TASK TO COMPLETE:
Using the data below, gather each line that includes the word "decorative".

THE RECORDS:
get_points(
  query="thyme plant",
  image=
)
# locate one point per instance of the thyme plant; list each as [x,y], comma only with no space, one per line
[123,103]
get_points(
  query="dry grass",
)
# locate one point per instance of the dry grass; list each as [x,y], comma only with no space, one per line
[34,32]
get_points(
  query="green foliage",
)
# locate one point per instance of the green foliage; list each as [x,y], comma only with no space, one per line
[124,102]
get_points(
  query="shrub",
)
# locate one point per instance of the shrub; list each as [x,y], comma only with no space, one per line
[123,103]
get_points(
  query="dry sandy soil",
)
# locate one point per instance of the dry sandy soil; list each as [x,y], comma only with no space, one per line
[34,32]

--

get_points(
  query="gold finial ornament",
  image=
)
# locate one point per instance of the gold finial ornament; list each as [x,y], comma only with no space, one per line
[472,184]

--

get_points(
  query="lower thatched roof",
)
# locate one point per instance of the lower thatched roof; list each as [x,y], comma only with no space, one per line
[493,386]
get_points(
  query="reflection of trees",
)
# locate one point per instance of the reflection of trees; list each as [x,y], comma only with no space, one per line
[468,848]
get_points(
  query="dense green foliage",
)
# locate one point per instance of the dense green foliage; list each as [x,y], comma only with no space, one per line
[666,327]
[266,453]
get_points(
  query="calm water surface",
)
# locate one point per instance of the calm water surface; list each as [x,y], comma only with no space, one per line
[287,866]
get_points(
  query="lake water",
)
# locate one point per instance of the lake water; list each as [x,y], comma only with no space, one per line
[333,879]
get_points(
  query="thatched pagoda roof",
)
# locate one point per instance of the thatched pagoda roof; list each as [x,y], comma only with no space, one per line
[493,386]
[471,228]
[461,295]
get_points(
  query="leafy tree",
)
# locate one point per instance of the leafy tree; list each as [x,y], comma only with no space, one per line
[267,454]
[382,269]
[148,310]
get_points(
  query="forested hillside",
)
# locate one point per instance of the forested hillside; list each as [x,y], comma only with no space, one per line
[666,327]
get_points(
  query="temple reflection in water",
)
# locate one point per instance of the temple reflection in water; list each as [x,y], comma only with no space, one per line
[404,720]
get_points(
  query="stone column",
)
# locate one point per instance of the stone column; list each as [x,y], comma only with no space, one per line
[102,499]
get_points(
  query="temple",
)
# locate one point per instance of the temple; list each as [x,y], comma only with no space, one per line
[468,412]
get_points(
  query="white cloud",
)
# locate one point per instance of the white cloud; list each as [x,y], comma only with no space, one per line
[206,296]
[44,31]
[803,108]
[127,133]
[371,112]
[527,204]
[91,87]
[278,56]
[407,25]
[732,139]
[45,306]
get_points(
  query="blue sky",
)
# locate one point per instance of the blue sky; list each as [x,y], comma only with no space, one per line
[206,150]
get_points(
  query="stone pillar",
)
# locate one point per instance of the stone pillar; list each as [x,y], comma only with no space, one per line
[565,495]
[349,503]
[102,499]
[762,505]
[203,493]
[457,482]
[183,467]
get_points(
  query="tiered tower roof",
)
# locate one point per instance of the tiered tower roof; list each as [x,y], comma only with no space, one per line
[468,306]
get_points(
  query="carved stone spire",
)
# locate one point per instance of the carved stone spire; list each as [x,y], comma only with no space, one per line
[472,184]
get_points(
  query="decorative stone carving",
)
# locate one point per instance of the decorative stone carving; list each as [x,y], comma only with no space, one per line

ANSWER SPACE:
  query="decorative stone carving",
# locate one point per instance of the decorative stone carving; list each as [x,y], comma only with no space, one per line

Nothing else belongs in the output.